### What to do:
Isolate every line in the data with the string "green" and copy it.

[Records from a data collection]
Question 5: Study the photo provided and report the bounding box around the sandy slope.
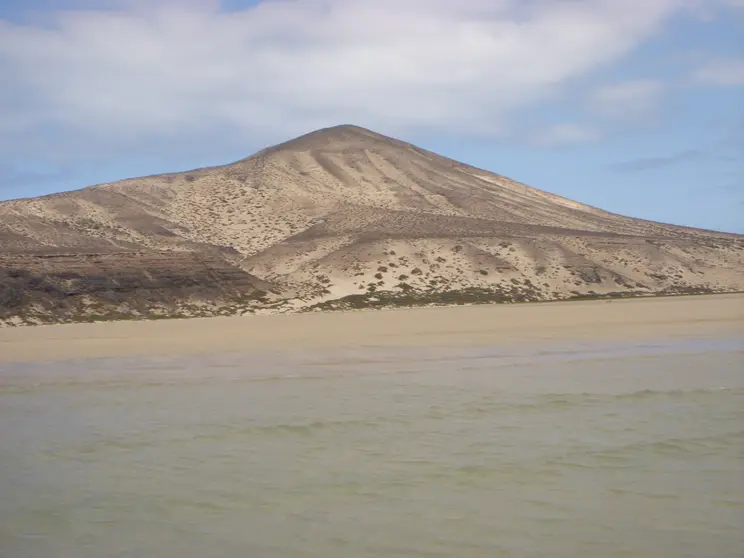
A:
[1,125,743,324]
[0,294,741,364]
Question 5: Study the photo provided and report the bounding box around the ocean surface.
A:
[1,336,742,558]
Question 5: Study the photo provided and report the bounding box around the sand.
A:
[1,294,742,364]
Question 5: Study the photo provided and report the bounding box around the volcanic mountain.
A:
[1,125,742,324]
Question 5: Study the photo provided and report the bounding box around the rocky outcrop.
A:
[0,251,275,325]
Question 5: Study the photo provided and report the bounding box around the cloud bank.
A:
[0,0,691,163]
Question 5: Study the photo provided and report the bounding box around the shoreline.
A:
[3,288,741,329]
[1,293,742,365]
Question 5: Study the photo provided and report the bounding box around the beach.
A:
[1,293,742,364]
[1,293,743,557]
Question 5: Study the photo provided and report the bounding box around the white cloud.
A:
[531,124,600,147]
[684,0,744,18]
[693,59,744,86]
[587,79,666,121]
[0,0,685,165]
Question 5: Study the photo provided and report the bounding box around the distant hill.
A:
[1,125,742,325]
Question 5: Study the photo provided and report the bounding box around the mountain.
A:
[1,125,742,325]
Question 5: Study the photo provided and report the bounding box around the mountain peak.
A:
[261,124,404,155]
[304,124,381,138]
[318,124,374,134]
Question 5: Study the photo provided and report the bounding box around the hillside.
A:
[1,125,742,325]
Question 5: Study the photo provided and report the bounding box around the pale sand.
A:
[1,294,742,364]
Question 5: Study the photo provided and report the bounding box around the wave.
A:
[544,430,744,469]
[423,386,744,420]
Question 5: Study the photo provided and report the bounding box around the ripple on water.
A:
[0,338,743,558]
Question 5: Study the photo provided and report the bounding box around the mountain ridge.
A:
[1,124,742,325]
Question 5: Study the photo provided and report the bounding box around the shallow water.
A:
[1,337,743,557]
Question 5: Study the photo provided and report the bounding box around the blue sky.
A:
[1,0,742,233]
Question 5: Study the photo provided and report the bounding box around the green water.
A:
[1,339,742,557]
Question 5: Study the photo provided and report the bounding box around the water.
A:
[1,337,742,557]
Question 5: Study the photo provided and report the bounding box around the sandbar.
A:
[0,294,742,364]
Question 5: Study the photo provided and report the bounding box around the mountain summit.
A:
[1,126,742,324]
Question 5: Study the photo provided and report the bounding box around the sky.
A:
[0,0,742,233]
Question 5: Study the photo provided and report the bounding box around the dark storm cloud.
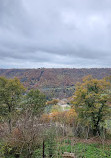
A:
[0,0,111,68]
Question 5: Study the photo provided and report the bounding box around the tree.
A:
[0,77,25,133]
[25,89,46,117]
[72,75,111,136]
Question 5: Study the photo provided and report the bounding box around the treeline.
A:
[0,68,111,98]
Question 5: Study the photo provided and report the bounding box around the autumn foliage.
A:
[41,109,77,126]
[72,75,111,136]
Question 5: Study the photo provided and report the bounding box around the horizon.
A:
[0,67,111,70]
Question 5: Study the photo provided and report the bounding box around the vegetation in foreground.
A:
[0,75,111,157]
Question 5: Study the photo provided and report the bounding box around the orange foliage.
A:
[41,109,77,126]
[40,114,51,123]
[0,68,110,90]
[0,68,111,98]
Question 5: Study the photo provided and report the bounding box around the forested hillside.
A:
[0,68,111,98]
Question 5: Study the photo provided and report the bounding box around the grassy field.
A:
[1,136,111,158]
[32,139,111,158]
[60,142,111,158]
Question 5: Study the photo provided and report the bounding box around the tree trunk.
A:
[8,104,12,133]
[93,125,100,136]
[8,118,12,133]
[43,140,45,158]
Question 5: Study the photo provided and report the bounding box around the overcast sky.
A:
[0,0,111,68]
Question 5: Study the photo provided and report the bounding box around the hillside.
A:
[0,68,111,98]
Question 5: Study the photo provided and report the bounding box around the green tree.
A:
[72,75,111,136]
[25,89,46,116]
[0,77,25,133]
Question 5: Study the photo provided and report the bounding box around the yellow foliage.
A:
[72,75,111,134]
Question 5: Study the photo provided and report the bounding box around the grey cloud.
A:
[0,0,111,68]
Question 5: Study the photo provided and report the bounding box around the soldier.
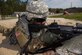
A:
[12,0,55,55]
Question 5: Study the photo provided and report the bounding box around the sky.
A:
[22,0,82,8]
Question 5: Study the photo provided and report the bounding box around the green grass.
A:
[49,13,82,21]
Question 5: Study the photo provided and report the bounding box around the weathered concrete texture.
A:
[56,34,82,55]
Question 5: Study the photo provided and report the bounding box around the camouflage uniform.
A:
[14,0,50,55]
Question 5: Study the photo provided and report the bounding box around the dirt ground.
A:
[0,18,82,55]
[0,33,20,55]
[0,19,20,55]
[0,19,18,28]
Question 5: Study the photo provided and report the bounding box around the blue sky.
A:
[22,0,82,8]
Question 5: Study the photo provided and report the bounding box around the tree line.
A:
[49,8,64,13]
[0,0,26,15]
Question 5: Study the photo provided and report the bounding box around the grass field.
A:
[49,13,82,21]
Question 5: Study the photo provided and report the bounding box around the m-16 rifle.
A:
[24,22,82,54]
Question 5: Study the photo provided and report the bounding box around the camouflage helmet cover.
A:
[26,0,49,19]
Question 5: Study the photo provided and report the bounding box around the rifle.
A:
[21,22,82,54]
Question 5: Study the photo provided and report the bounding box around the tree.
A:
[0,0,26,19]
[0,0,6,19]
[0,0,26,17]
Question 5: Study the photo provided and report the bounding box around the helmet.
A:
[26,0,49,20]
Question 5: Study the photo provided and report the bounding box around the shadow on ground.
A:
[0,33,20,51]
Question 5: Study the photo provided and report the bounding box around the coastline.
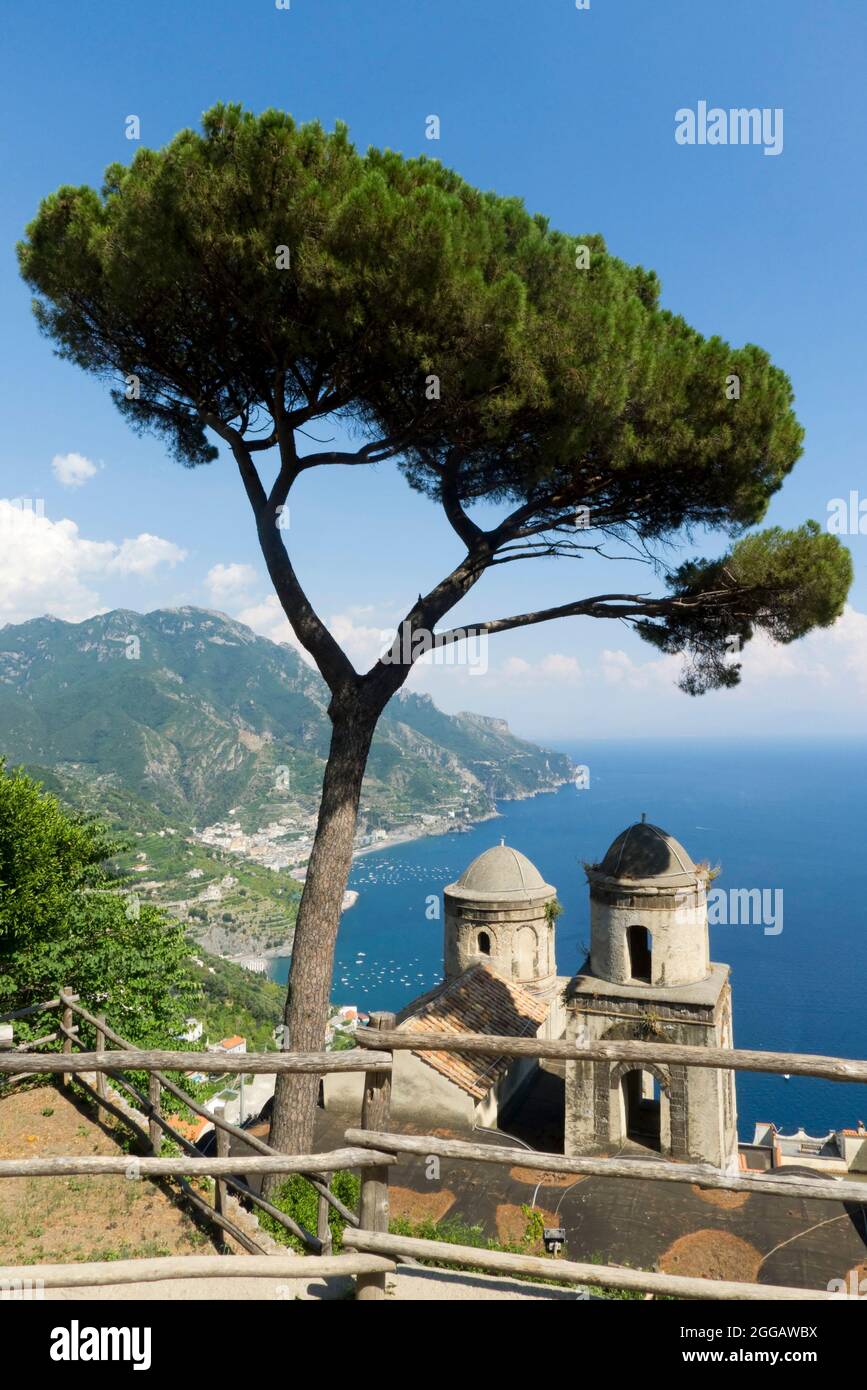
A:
[261,777,571,961]
[352,776,572,859]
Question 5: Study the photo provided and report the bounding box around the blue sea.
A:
[270,738,867,1141]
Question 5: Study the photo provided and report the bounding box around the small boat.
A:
[783,1074,791,1081]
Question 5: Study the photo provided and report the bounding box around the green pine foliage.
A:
[17,103,851,694]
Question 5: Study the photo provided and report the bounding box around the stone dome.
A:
[447,842,555,902]
[594,821,698,889]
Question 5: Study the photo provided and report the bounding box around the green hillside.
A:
[0,607,573,953]
[0,607,571,822]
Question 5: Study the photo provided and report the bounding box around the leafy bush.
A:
[0,760,197,1043]
[259,1170,361,1253]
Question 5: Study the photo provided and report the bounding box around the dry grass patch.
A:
[0,1084,215,1266]
[509,1165,585,1188]
[658,1229,762,1283]
[389,1186,456,1224]
[690,1184,751,1210]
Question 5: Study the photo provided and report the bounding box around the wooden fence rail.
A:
[0,1047,392,1076]
[13,1031,59,1051]
[342,1230,839,1302]
[62,994,358,1230]
[0,1148,395,1180]
[358,1027,867,1084]
[0,1252,395,1291]
[346,1127,867,1207]
[0,996,77,1025]
[2,991,865,1301]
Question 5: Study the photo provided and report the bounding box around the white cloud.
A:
[540,653,581,678]
[234,594,295,644]
[206,562,258,600]
[594,607,867,697]
[52,452,98,487]
[0,500,186,624]
[234,594,386,670]
[108,533,186,576]
[812,604,867,691]
[333,613,397,668]
[600,647,679,688]
[498,653,582,684]
[502,656,532,678]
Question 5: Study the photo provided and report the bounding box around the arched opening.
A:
[621,1069,661,1152]
[516,925,537,979]
[477,931,491,956]
[627,925,652,983]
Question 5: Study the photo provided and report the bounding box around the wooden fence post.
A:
[215,1123,230,1251]
[355,1011,395,1301]
[317,1172,333,1257]
[61,988,73,1089]
[95,1015,108,1126]
[148,1074,162,1156]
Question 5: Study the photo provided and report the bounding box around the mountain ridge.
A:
[0,606,573,832]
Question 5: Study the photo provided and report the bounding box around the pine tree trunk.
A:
[266,699,377,1173]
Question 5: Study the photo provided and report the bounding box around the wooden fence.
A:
[0,992,865,1301]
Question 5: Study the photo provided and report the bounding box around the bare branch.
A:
[247,431,278,453]
[437,451,484,548]
[433,589,746,645]
[200,412,268,514]
[202,407,357,696]
[294,433,413,472]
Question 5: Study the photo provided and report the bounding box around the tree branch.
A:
[438,451,484,548]
[293,433,414,472]
[433,588,746,645]
[201,412,268,514]
[202,407,358,698]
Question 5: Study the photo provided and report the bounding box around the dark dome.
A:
[595,821,697,888]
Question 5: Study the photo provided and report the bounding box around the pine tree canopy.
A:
[18,103,852,692]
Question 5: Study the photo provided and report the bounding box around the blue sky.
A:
[2,0,866,740]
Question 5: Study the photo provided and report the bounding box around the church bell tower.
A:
[564,819,738,1170]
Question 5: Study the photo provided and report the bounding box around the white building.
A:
[209,1034,247,1055]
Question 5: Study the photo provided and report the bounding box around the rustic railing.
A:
[0,989,390,1259]
[1,995,865,1300]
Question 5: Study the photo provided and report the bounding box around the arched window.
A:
[477,930,491,955]
[621,1068,661,1151]
[627,925,652,983]
[516,925,537,979]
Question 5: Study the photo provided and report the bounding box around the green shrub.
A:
[258,1170,361,1253]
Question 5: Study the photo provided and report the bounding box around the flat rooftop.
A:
[566,960,729,1010]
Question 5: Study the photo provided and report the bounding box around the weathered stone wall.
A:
[322,1049,476,1127]
[443,893,557,989]
[589,881,709,987]
[564,977,738,1169]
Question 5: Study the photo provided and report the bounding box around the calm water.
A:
[270,738,867,1139]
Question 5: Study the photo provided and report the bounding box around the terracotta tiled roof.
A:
[396,964,548,1100]
[169,1115,212,1143]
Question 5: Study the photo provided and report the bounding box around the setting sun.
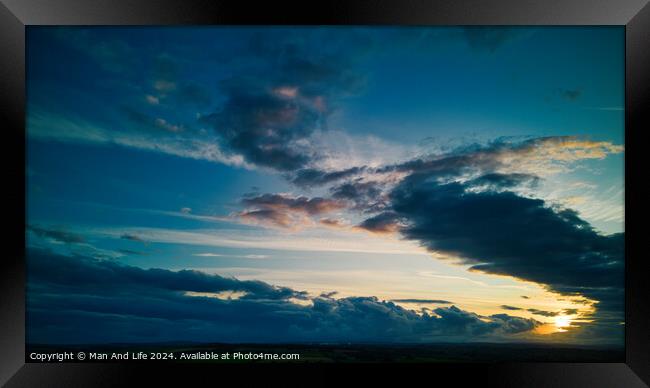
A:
[555,315,572,330]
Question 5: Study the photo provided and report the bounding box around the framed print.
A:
[1,0,649,386]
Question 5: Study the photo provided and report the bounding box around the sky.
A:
[26,26,624,347]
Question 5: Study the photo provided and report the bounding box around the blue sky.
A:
[26,26,624,347]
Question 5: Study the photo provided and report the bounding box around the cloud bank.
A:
[27,249,540,344]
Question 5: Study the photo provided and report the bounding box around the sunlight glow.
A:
[554,315,572,331]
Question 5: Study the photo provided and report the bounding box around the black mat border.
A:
[1,0,648,386]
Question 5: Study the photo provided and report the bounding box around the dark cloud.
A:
[319,218,347,228]
[200,34,367,171]
[377,136,621,179]
[320,291,338,298]
[241,194,345,216]
[367,165,624,342]
[501,305,523,311]
[558,88,582,101]
[392,178,624,295]
[200,79,321,171]
[27,225,85,244]
[120,233,147,243]
[468,173,540,190]
[431,306,539,337]
[238,209,293,228]
[488,314,540,335]
[331,180,380,200]
[238,193,346,228]
[330,180,386,212]
[291,167,365,188]
[527,309,560,318]
[27,249,540,344]
[375,139,517,178]
[392,299,453,304]
[28,249,302,301]
[356,211,402,234]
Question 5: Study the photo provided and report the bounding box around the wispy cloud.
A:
[27,110,252,169]
[27,225,124,260]
[89,226,430,256]
[192,252,269,259]
[28,225,86,244]
[392,299,453,304]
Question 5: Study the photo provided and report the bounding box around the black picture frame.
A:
[1,0,648,386]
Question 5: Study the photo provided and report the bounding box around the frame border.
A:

### Output of the task:
Question 5: Study the photo provided and report the bounding box around the green water.
Question 5: Study the photo provided and report the bounding box around the green tree.
Question 5: Study the photo provided and report the bounding box around the green grass.
Question 5: Study the photo provided and report the bounding box around the green pine foliage.
Question 5: Study the photo provided and report the bounding box around the green hillside.
Question 5: Study the photo provided and report the bounding box around the green shrub.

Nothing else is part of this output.